• [EXERCISE PROMPT]: Find the word "building" in the listing below. Copy every line that has it.

• [SOURCE DATA]:
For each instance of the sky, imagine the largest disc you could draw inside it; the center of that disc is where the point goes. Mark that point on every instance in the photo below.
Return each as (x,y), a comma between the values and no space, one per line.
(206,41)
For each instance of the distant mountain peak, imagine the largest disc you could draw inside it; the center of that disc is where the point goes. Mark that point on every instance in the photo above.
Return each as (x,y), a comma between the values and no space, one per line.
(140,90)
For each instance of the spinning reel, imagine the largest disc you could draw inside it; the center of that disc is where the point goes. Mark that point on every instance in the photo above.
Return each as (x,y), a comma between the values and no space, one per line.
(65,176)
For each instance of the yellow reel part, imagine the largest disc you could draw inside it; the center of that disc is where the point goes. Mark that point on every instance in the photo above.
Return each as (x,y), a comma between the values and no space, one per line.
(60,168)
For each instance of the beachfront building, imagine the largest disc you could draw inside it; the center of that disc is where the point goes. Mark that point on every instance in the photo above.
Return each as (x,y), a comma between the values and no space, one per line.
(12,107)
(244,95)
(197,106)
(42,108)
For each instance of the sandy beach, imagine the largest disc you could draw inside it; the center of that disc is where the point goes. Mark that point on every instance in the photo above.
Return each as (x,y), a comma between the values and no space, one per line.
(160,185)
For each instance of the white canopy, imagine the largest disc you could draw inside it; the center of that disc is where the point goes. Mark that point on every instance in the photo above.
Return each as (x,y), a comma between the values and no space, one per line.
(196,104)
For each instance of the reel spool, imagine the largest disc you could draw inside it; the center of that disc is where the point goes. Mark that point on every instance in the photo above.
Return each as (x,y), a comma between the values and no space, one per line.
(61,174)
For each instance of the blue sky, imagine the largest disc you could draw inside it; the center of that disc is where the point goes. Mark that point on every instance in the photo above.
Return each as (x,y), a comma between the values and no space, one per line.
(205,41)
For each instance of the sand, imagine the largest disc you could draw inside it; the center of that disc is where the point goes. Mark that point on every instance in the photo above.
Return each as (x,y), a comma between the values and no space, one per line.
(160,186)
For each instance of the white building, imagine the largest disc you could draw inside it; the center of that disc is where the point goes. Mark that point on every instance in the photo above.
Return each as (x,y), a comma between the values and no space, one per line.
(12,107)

• [ANSWER FOR THIS EXERCISE]:
For each instance of the beachfront building, imagine the largest disc you could draw inside it; the center of that disc is where the point goes. Mark that point on every instance in the photo above.
For each instance of the white building, imagine the largest disc you could draw inside it; the center of that disc is where the point goes. Mark that point on every instance in the photo above.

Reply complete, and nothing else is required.